## Selected text
Amy Gale
Dealers & Artists
Writing Samples
"The Stunning Designs of Georg Jensen,"
Antiques and the Arts Weekly, July 29, 2005
As a boy, Georg Jensen (1866-1935) was apprenticed to the local knife factory. In the normal course of events, he
would have finished out his training and spent the next four or fives decades there. Instead he went on to
become the most important silversmith of the past century. The story of Jensen’s belated—and at times,
reluctant—acceptance of his vocation is told in the exhibition of his jewelry designs that will be on view at the
Bard Graduate Center until October 16, 2005.
Jewelry was not simply one aspect of Georg Jensen’s production; it was at the heart of the firm’s early success. In
those early, undercapitalized days, there was a fast turnover in brooches and belt buckles that helped the Jensen
smithy to expand, in less than twenty years, from a small, second-floor storefront to an international company.
Jensen was for many years an elusive figure. He published his autobiography as a short magazine feature and
his early biographers preferred the pamphlet format. More substantial works were published after his death,
though these were accessible principally to readers of Danish. Recent scholarship (much of it in English)
confirms Jensen’s modesty and benevolence, but it also reveals a less serene man than the contemplative nature-
lover of his self-portrait.
Jensen was born in 1866, in a rural village near Copenhagen. His mother was, before her marriage, a housemaid
and his father worked in the knife factory. For a time, it looked as if Jensen would follow the same course.
However, his factory apprenticeship was interrupted by the family’s move to Copenhagen in 1880. Jensen, by
then in his mid-teens, started anew with a goldsmith, who retained him as an apprentice until 1886.
After his training was finished, Jensen was employed by another goldsmith, but he was too unsettled to stay
there long. What Jensen really wanted to be was a sculptor. It was not a new ambition. He had been modeling
clay figures since childhood and had taken classes in drawing and modeling during his apprenticeship with the
goldsmith. An introduction to a professor at the Academy of Fine Arts was the first step to his admission, in
1887, to the Academy’s school of sculpture.
The next years augured well for the young artist. His work was chosen for the annual spring exhibition at
Charlottenborg Palace in Copenhagen, once when he was a student and a few times after gradutation in 1892.
Beginning in 1897, he also participated in the Free Exhibitions, which were the avant-garde alternative to
Charlottenborg. There was even the opportunity to visit France and Italy, thanks to a travel grant awarded by
the Academy. Despite an auspicious start, Jensen had trouble earning a living as a sculptor. He could not
depend on his family for money, and his financial responsibilities were increased by early marriage and
fatherhood.

## Challenges
- A) In the Georg Jensen article, until what date will the exhibition of his jewelry designs be on view at the Bard Graduate Center?
- B) Rewrite the part of the Georg Jensen article starting with "Jewelry was not" and going on through "an international company.", with "brooches" replaced by "pendants".
The data after this text is not needed.

## Dataset entries
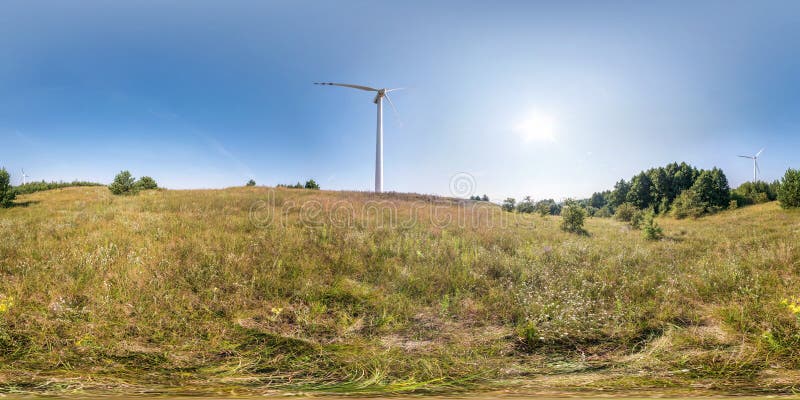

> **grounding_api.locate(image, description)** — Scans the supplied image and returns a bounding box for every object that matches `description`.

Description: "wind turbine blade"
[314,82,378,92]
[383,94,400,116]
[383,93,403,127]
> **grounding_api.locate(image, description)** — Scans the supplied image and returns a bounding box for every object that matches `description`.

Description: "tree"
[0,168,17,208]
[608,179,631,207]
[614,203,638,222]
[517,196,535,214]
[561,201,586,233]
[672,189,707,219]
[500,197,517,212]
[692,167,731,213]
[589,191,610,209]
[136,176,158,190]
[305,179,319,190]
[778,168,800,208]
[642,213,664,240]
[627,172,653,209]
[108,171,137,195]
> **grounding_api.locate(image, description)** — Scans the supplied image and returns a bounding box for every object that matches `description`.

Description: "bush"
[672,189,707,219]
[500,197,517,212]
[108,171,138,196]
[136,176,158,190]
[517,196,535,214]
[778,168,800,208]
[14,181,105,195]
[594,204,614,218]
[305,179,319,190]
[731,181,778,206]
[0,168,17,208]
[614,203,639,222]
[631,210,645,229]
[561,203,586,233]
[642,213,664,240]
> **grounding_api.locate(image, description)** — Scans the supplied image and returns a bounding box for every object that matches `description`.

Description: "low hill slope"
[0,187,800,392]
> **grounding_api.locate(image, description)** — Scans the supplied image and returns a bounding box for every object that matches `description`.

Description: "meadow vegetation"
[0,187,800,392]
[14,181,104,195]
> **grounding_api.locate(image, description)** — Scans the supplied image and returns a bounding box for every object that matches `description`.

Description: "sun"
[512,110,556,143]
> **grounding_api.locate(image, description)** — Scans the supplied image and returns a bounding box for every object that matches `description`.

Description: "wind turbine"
...
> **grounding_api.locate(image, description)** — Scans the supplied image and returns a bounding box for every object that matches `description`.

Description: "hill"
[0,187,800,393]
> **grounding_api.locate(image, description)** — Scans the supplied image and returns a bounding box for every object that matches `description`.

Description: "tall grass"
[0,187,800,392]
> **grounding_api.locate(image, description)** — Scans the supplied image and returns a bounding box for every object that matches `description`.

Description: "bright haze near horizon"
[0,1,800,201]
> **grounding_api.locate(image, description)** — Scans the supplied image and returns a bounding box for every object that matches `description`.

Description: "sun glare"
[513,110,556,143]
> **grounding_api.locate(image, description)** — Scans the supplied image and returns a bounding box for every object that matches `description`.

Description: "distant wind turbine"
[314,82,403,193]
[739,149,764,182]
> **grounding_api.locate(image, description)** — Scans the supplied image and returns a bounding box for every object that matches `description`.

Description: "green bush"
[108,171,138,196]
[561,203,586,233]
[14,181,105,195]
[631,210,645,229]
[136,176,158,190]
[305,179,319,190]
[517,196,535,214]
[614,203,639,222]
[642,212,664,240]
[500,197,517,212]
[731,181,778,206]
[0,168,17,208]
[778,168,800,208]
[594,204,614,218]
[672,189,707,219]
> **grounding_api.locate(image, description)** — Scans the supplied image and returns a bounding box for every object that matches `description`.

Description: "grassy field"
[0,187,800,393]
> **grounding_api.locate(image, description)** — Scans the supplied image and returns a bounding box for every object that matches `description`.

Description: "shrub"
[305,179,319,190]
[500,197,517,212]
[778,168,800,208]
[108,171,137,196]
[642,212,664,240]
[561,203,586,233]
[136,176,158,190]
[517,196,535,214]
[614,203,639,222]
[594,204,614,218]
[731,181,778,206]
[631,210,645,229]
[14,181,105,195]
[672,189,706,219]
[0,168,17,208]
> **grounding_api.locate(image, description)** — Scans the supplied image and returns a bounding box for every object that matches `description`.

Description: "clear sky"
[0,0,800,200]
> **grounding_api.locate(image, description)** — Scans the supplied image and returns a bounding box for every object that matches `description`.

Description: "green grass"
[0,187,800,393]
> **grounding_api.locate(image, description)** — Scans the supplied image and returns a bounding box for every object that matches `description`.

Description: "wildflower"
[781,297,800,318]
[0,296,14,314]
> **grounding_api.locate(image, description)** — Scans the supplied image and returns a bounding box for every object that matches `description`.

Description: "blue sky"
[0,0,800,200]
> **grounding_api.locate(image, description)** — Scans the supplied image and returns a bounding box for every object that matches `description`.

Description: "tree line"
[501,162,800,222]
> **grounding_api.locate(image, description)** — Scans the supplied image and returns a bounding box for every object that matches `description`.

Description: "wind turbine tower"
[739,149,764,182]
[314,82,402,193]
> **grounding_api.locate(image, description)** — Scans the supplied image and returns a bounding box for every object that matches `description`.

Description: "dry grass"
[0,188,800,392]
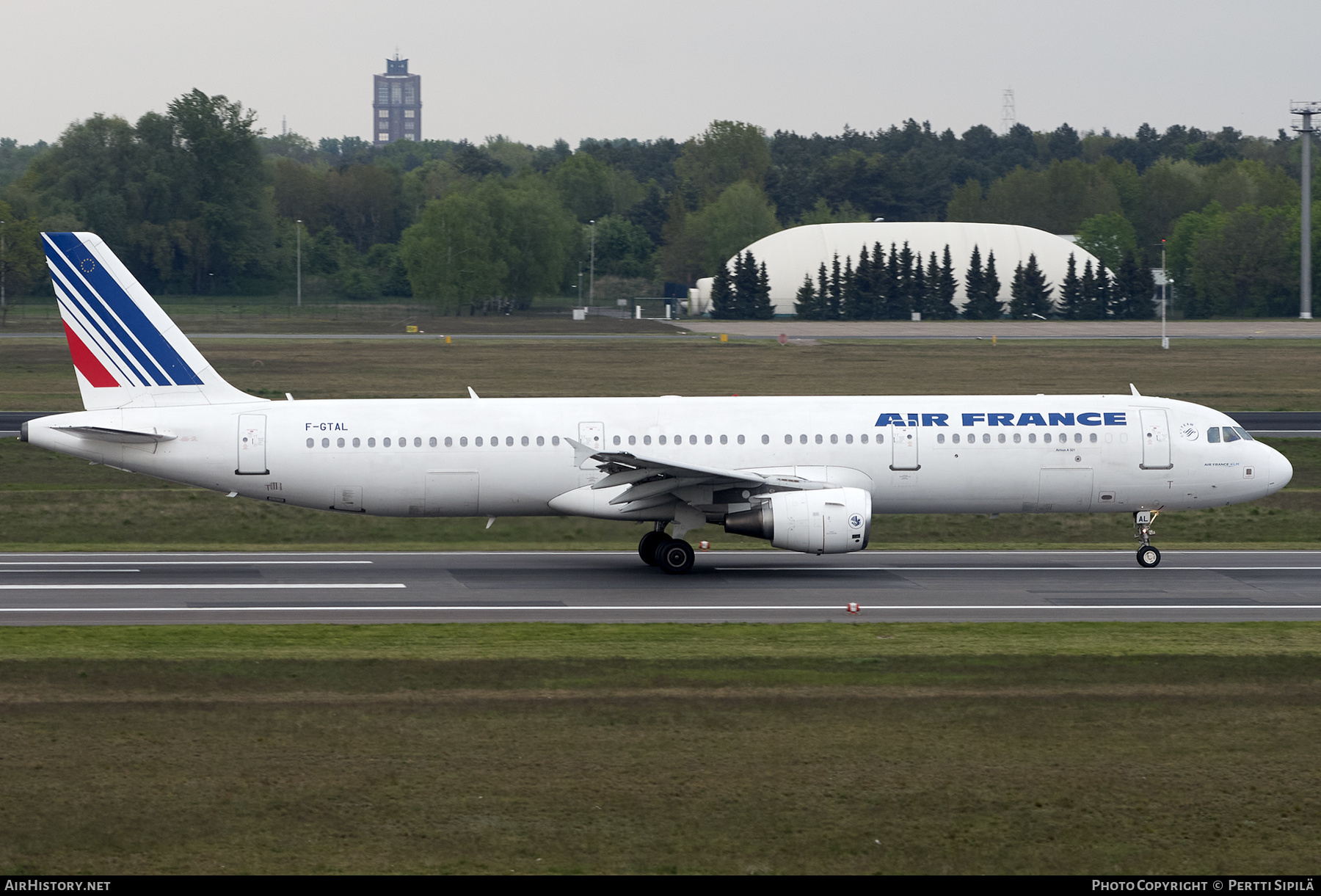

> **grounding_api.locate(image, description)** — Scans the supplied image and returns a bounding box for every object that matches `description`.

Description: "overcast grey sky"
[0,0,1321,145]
...
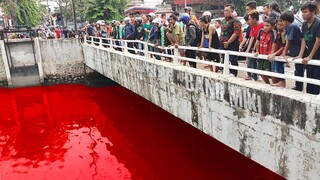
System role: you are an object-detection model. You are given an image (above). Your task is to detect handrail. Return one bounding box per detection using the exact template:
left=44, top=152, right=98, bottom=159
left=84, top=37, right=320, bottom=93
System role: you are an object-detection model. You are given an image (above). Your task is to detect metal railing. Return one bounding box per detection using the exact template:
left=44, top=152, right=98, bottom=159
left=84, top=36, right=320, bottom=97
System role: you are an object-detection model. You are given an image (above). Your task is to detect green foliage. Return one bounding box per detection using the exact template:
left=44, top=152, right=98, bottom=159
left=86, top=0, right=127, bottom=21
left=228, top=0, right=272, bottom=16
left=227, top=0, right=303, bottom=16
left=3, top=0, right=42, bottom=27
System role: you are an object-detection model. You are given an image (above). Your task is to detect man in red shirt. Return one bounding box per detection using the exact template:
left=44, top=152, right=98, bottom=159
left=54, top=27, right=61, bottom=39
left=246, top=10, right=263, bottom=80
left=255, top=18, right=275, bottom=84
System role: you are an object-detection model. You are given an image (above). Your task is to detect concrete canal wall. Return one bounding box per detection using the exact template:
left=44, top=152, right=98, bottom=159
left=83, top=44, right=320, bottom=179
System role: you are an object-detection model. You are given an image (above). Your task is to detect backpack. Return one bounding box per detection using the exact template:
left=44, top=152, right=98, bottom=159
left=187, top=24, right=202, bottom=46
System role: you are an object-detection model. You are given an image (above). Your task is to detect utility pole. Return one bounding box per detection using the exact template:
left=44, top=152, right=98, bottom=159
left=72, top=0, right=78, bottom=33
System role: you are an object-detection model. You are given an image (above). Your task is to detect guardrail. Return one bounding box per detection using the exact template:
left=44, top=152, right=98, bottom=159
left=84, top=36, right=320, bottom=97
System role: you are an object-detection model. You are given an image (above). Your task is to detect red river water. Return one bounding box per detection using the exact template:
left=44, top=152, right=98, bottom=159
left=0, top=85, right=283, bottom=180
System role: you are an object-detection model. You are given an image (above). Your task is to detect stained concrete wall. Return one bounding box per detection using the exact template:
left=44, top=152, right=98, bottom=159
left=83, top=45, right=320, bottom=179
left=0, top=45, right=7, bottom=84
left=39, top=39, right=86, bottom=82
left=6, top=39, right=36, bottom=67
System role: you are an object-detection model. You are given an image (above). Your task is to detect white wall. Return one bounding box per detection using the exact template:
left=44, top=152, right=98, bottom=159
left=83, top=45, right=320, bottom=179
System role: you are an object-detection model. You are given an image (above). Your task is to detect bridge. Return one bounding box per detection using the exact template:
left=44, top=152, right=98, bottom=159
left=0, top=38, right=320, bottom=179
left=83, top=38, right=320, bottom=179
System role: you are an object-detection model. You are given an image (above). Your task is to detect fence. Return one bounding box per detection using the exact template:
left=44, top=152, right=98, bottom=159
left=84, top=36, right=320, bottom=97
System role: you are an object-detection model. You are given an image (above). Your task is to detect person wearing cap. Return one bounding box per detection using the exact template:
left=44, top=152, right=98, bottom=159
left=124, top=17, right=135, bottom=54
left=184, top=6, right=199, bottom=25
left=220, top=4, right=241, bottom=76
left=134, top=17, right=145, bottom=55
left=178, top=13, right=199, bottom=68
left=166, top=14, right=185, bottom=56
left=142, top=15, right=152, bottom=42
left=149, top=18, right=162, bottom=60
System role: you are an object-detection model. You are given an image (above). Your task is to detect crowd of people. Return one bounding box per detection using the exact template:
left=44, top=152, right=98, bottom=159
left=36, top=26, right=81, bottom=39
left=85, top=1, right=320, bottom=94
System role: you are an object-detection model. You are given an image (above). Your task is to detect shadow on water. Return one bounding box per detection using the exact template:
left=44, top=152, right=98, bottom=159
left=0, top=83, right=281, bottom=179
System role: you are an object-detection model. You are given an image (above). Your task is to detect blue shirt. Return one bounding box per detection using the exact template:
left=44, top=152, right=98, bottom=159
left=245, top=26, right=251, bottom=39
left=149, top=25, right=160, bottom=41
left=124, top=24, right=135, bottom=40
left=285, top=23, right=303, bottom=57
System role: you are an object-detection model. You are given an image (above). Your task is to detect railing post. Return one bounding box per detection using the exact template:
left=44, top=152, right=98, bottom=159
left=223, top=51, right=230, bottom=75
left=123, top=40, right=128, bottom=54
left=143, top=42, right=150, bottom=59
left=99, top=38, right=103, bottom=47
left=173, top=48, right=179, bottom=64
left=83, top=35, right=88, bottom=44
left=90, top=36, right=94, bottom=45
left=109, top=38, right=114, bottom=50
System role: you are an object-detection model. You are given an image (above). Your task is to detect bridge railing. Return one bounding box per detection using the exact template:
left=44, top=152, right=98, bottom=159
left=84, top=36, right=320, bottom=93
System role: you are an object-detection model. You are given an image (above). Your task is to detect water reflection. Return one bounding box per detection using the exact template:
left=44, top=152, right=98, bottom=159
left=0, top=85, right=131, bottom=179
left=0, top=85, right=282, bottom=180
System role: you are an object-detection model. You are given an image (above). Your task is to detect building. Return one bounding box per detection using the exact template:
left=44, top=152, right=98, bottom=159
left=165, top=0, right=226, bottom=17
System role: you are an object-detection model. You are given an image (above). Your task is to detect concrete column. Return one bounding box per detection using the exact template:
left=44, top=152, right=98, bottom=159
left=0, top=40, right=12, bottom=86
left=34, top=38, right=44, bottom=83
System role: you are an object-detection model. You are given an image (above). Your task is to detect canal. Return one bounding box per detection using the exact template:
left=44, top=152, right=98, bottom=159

## Solutions to the problems
- A) October 16, 2005.

- B)
Jewelry was not simply one aspect of Georg Jensen’s production; it was at the heart of the firm’s early success. In
those early, undercapitalized days, there was a fast turnover in pendants and belt buckles that helped the Jensen
smithy to expand, in less than twenty years, from a small, second-floor storefront to an international company.